Task brief:
Reproduce the records below, swapping every "Mark a point" for "Place a point" and leaving all other text unchanged.

Position annotation records
_ _ _ _ _ _ _

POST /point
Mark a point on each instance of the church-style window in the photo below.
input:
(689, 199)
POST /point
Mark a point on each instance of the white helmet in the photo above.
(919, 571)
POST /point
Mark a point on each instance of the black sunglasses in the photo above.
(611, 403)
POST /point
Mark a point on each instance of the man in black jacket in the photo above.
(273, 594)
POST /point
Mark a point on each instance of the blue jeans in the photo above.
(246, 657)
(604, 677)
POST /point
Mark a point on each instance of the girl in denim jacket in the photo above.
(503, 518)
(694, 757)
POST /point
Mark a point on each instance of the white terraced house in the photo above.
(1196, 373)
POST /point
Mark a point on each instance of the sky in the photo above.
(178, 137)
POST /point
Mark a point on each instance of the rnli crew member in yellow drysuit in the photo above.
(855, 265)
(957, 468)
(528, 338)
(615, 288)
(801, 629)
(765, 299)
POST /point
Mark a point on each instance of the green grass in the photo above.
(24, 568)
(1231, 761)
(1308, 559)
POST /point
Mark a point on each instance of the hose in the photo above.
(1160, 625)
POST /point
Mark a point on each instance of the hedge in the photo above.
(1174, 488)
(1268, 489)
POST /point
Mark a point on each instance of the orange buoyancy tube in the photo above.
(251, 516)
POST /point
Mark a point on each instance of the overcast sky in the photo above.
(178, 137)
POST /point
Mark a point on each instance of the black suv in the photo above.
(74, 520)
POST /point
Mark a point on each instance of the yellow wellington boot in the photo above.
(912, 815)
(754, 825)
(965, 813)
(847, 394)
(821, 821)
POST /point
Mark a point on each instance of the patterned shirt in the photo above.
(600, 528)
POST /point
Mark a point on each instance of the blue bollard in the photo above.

_ _ _ _ _ _ _

Full solution:
POST /point
Place a point on each instance of the church-style window in the photo below.
input:
(689, 199)
POST /point
Place a point on each instance of the white helmet in the photo above.
(919, 571)
POST /point
Place a point on each instance of the black sunglasses in the photo above.
(611, 403)
POST /point
Place a point on each instance of the man in black jacket in the photo above.
(273, 594)
POST /point
Place a point on each instance of the blue jeans in the photo above.
(246, 657)
(604, 677)
POST /point
Place a point on each instance of the girl in denim jacket in the photo above.
(503, 518)
(694, 757)
POST /point
Place a point on each instance of the white terraced house in the photo above.
(1196, 373)
POST /point
Place a point on each instance of the sky in the photo above.
(178, 137)
POST /point
Place a point on each instance of the rnli crew member in yellow drysuit in the photo above.
(855, 265)
(957, 468)
(528, 338)
(615, 288)
(801, 629)
(765, 299)
POST /point
Place a point on each instance of the green grass in the photo above.
(24, 568)
(1231, 761)
(1308, 559)
POST /point
Place a point on each instance of the hose in the photo above.
(1160, 625)
POST /point
Place a point on each instance of the hedge in the photo above.
(1174, 488)
(1268, 489)
POST /point
Place a point on each instance of the orange buoyancy tube in the photo above.
(251, 516)
POST /point
Place a point on each instance of the overcast sky in the photo above.
(178, 137)
POST /point
Place a point on each instance of the black suv in the photo above.
(74, 520)
POST /point
Place a point on each instance of the yellow wellington boot in the photo above.
(912, 815)
(754, 825)
(965, 813)
(847, 394)
(821, 821)
POST /point
Place a point on each instance of the patterned shirt in the photo above.
(600, 528)
POST /point
Place a point on each instance of the blue bollard in the photo above.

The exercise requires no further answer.